━━━ DATA LISTING ━━━
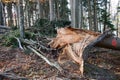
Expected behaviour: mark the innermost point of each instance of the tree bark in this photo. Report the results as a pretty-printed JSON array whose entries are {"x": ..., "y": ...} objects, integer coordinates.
[
  {"x": 75, "y": 13},
  {"x": 21, "y": 18},
  {"x": 95, "y": 16},
  {"x": 90, "y": 15},
  {"x": 80, "y": 14},
  {"x": 51, "y": 10},
  {"x": 1, "y": 14}
]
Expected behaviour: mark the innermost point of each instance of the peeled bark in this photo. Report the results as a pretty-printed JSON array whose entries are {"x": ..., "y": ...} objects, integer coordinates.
[{"x": 74, "y": 42}]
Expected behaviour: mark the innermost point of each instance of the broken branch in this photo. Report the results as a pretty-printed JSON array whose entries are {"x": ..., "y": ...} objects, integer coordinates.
[{"x": 55, "y": 64}]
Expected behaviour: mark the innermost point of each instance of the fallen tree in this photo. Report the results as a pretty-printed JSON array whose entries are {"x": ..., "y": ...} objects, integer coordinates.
[{"x": 74, "y": 42}]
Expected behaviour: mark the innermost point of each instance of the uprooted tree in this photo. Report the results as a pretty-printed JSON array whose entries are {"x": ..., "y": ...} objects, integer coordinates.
[{"x": 75, "y": 41}]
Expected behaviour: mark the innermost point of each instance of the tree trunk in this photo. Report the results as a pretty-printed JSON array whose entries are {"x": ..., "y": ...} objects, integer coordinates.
[
  {"x": 51, "y": 10},
  {"x": 1, "y": 14},
  {"x": 75, "y": 13},
  {"x": 21, "y": 18},
  {"x": 80, "y": 14},
  {"x": 95, "y": 16},
  {"x": 90, "y": 15},
  {"x": 10, "y": 17}
]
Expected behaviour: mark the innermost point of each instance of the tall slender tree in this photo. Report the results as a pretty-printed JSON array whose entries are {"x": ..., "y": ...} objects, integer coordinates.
[
  {"x": 21, "y": 18},
  {"x": 51, "y": 6}
]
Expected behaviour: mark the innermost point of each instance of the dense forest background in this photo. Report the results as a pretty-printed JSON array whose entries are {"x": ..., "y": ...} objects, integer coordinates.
[
  {"x": 86, "y": 14},
  {"x": 30, "y": 29}
]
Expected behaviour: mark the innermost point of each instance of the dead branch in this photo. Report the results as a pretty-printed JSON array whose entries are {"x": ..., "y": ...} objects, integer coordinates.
[
  {"x": 19, "y": 42},
  {"x": 55, "y": 64},
  {"x": 10, "y": 76}
]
━━━
• [TASK OBJECTIVE]: Revise the records above by changing "innermost point" to "center point" everywhere it occurs, keeping everything else the same. Omit the pictures from your answer.

• [CORRECT OUTPUT]:
Expected behaviour: mark the center point of each instance of the tree bark in this photo. Report the results as a pretty-printed JSON array whose entries are {"x": ..., "y": ...} objects, integer coordinates.
[
  {"x": 75, "y": 13},
  {"x": 21, "y": 18},
  {"x": 95, "y": 16},
  {"x": 90, "y": 15},
  {"x": 80, "y": 14},
  {"x": 51, "y": 10},
  {"x": 1, "y": 14}
]
Expected behaviour: mark the center point of each instance of the peeled bark in this photo. Report the results as a pretty-printed JSON array whose entries are {"x": ..., "y": ...} objects, integer coordinates.
[{"x": 74, "y": 42}]
Expected behaviour: mark the center point of each instance of the broken branch in this photo. Report the results as a pretty-printed JSON array whose entries are {"x": ..., "y": ...} objects, integer coordinates.
[{"x": 55, "y": 64}]
Expected behaviour: mark the center point of each instance of the fallen tree in this photo. Report the results as a pretty-printed JSON array whose entries are {"x": ..., "y": ...} objects, integer coordinates.
[{"x": 74, "y": 42}]
Expected behaviour: mark the center point of each instance of the uprooted tree in this photo. Report the results as a pretty-printed JSON array whose entries are {"x": ..., "y": ...} objects, integer coordinates.
[{"x": 75, "y": 41}]
Expected behaviour: mark the center point of each instance of the tree trunk in this photo. Report the results as a pretty-printed JSON array whose entries are {"x": ..., "y": ...} objects, integer coordinates.
[
  {"x": 51, "y": 10},
  {"x": 1, "y": 14},
  {"x": 75, "y": 13},
  {"x": 21, "y": 18},
  {"x": 80, "y": 14},
  {"x": 95, "y": 16},
  {"x": 90, "y": 15},
  {"x": 10, "y": 17}
]
Expected behaviour: mark the center point of each instance of the tall slender tree in this photo. Report the results as a pretty-printed JSON array whose entries are {"x": ..., "y": ...} objects, integer coordinates.
[
  {"x": 21, "y": 18},
  {"x": 51, "y": 6}
]
Expected behaviour: mark the center point of each instance of the dense forest background in this photo. Report the results as a pretty-printed JSON array whose entries are {"x": ..., "y": ...} objects, integer coordinates.
[
  {"x": 86, "y": 14},
  {"x": 30, "y": 29}
]
Expected behaviour: mark the center point of each instance of the dead branch in this photo. Report the results as a pretty-printed JSON array whose entries are {"x": ..., "y": ...} objects, integer coordinates.
[
  {"x": 19, "y": 42},
  {"x": 55, "y": 64},
  {"x": 10, "y": 76}
]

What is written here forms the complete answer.